In the VB6/Delphi era the answer to deployment was "take your EXE and stick it on a shared Windows network drive". For internal business distribution this worked fine. Java had JRE+Java Web Start, which also worked fine inside businesses. Unfortunately neither approach works anymore: Windows is no longer ubiquitous, tools don't produce standalone EXEs anymore, users don't know how to handle zips and folders (these skills have atrophied). Also security has got tighter so throwing EXEs around is harder, and people expect software updates to work smoothly. Java dropped WebStart and never replaced it with anything good enough, so the tooling actually regressed with time too.

This isn't fundamental and is fixable. I spent the last couple of years fixing the tooling situation [1]. You can now deploy desktop apps as easily as you do for a web app. Conveyor does signing, packaging for Win/Mac/Linux, and integrates auto-update as part of the packaging process. It will even generate icons and a download page for you and then upload the results. You do still need code signing certificates, however, and getting those isn't as easy or cheap as it is for SSL certs with LetsEncrypt.

A related issue is database and server side logic hosting. VB6 development assumed it was OK to just connect directly to a database using its native protocol and that e.g. every employee would have a DB user. People are more protective of their databases these days and would find this level of simplicity to be radical. I've experimented with that too and given a talk on it at KotlinConf [2]

Payment. VB6/Delphi were developed in an era when people expected to pay hundreds or even thousands of dollars for each version of their IDE/compiler. There were no subscriptions but in practice new versions would come out every couple of years or so, so if you wanted to keep up you'd need to budget a few hundred dollars a year. Skipping versions was common.

Nowadays, people's payment expectations are different. They expect programming languages and platforms to be free and open source. They take absolutist positions on it, saying things like, "it's not open source so I can't ever use this". This rule vanishes if something is a proprietary SaaS however. This kills the incentives to develop better tools for standalone "business crapware" development as mentioned elsewhere in the thread - apps have to be tied to a subscription SaaS or else you can't get paid to work on it. In turn that makes it hard for people to learn by just experimenting locally. For programming languages, every new language that comes along in the past 15 years or so is essentially either a hobby project of celebrity employees (e.g. Go), or a way for rich tech firms to solve tech debt and productivity issues (e.g. Kotlin, Rust, TypeScript), or commercialized by selling long term support (Java). The closest to a real commercial language is Kotlin and that's very indirect, it incentivizes IDE sales, as IDEs are still something people are sometimes willing to pay for (but most use whatever's free).
=-=-=-=-=
Study questions:
1 > Answer these about the passage on desktop software deployment:
(a) In the VB6/Delphi era, what was the usual way to deploy an application?
(b) What does Conveyor integrate as part of the packaging process?
(c) Which language is called the closest to a real commercial language?
2 > Continue the passage on desktop software deployment and developer tooling from its last sentence.
The listing after this passage is separate material with no connection to it.
=-=-=-=-=
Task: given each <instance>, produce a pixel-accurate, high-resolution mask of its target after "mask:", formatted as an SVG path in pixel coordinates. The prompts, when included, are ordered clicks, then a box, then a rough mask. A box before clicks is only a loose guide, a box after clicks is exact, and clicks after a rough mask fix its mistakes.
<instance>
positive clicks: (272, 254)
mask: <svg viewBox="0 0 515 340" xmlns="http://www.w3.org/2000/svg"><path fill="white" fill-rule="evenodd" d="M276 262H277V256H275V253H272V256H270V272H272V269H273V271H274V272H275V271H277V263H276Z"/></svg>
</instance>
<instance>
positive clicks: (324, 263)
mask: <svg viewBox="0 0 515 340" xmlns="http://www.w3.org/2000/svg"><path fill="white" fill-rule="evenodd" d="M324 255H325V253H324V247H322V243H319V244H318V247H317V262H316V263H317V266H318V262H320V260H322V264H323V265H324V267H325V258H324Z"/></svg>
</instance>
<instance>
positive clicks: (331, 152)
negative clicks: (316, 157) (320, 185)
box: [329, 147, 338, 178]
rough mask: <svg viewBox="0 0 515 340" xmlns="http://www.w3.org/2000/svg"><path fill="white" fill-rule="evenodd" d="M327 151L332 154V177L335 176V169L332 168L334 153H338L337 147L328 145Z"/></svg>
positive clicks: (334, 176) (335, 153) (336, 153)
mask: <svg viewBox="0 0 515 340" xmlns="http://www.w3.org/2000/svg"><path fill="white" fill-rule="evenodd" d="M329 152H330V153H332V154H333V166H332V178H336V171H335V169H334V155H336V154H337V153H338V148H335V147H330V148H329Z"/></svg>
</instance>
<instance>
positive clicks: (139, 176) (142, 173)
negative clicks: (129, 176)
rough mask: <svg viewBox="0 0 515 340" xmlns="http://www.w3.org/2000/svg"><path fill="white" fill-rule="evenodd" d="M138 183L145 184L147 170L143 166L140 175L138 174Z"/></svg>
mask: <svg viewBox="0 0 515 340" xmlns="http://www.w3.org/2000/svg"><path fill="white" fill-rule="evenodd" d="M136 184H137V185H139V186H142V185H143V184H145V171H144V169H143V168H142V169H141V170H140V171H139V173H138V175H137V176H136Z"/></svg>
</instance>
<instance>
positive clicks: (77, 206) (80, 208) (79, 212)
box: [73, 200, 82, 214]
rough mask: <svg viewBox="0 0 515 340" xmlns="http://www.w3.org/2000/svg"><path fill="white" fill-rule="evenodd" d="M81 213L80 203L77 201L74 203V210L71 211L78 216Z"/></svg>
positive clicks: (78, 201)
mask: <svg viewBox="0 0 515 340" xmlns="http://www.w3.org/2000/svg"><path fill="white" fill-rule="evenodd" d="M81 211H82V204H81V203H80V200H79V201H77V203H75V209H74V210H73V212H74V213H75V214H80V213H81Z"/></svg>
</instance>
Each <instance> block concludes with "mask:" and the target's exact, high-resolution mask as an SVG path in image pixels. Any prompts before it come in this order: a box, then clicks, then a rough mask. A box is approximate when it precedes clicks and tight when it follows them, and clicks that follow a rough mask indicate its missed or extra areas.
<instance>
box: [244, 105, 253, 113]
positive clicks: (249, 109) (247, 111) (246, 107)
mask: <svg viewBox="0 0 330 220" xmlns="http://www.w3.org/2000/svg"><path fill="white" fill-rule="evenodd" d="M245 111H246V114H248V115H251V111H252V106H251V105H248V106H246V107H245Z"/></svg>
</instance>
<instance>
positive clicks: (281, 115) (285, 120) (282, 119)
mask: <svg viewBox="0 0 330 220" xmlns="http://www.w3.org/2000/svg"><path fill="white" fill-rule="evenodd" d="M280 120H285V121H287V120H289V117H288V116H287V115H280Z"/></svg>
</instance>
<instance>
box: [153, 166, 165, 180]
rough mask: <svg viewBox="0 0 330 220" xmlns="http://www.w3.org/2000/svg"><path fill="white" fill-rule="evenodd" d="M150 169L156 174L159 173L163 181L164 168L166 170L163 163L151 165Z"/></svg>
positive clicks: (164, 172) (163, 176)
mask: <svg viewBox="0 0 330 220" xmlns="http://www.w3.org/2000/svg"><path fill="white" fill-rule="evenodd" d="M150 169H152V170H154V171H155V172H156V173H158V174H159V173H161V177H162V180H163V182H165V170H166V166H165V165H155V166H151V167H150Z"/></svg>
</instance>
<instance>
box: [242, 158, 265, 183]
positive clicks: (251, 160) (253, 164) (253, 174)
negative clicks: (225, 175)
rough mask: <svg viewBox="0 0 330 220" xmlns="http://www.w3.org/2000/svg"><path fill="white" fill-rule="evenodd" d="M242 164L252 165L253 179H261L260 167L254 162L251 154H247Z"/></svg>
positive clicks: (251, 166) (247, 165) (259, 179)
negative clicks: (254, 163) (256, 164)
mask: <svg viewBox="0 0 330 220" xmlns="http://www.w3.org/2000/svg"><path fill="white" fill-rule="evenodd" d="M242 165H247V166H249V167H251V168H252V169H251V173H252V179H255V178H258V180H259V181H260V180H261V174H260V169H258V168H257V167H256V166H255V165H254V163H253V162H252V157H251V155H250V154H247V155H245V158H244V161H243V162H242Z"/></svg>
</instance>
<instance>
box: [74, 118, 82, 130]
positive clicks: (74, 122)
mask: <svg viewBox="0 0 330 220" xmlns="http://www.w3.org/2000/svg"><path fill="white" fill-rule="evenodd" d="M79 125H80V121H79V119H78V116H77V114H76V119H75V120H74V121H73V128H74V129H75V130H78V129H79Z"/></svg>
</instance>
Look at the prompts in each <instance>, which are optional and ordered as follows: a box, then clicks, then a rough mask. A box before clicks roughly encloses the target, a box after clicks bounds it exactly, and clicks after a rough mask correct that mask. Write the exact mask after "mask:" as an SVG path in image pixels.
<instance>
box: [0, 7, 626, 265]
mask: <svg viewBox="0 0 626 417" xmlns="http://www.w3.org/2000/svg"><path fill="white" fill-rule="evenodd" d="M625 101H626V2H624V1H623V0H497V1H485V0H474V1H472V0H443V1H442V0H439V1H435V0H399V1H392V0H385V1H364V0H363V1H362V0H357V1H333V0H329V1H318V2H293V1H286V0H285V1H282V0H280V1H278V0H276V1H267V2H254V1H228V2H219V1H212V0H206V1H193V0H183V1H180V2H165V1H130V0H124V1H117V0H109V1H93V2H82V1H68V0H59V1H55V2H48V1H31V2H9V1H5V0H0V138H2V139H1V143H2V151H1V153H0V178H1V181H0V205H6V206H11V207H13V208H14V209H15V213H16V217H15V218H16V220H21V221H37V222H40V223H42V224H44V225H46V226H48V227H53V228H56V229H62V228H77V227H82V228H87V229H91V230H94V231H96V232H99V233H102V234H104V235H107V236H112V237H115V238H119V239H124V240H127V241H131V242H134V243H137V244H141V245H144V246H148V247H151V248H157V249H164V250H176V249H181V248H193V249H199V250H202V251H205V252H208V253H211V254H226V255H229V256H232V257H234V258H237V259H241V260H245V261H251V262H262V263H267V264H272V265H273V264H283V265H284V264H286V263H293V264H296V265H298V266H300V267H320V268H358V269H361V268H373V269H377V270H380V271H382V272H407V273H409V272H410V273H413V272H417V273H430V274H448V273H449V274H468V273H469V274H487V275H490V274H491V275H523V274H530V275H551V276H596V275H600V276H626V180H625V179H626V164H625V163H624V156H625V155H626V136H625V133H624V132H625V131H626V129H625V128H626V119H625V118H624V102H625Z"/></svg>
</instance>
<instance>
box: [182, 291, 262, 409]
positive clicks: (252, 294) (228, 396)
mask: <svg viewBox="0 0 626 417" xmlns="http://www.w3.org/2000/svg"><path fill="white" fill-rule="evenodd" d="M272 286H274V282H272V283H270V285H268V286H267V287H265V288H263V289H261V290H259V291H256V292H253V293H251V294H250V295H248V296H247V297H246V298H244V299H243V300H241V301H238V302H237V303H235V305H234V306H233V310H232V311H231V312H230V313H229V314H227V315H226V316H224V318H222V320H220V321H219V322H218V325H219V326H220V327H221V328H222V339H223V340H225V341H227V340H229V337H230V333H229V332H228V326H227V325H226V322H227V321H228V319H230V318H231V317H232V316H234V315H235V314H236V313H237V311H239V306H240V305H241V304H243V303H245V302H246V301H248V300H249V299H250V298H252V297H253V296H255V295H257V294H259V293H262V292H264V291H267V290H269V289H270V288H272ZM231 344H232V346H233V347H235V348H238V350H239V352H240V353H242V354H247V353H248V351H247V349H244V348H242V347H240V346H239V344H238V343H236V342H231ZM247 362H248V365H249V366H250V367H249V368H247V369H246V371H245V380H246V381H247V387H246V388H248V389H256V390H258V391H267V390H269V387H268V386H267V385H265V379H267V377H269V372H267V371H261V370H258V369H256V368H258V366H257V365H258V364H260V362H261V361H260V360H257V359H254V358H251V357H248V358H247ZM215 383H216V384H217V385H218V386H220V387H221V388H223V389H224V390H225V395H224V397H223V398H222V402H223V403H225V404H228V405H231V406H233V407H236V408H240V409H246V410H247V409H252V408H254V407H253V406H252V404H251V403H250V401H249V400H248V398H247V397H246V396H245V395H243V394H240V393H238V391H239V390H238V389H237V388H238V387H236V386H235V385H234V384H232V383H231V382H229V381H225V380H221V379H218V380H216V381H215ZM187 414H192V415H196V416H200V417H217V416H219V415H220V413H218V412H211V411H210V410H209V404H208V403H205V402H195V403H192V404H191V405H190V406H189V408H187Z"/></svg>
=-=-=-=-=
Answers by task:
1 >
(a) Taking the EXE and putting it on a shared Windows network drive.
(b) Auto-update.
(c) Kotlin.

2 >
It's possible that the pendulum will swing back here.

Developer culture. Part of why devs are so hardline on stuff being free is that they want to add it to their CV and learn tech that they can take with them to their next job. This means going where the crowd is. If you wanted to do something VB6 like you'd have to do things very differently to how they are done today (e.g. probably not web based) and that would mean people would stay away just out of fear that they'd stray too far from the herd.

Still, despite these problems, there are ways you can do that. Like I said, take Java/Kotlin+JavaFX+Scene Builder+Conveyor and you have something similar to the highly productive 90s era platforms. You do of course need the confidence to learn tech that some consider old fashioned, and which isn't as widely used as React or whatever.

You could even just go all-in on the Apple platform! Swift+Xcode+their Interface Builder still works.

[1] https://conveyor.hydraulic.dev/

[2] https://www.youtube.com/watch?v=jKeHKe9ttas


Amazing reply, includes a lot of information that I wasn't aware of even though I was the OP there! Thanks.


Thanks for the detailed explanations, makes sense.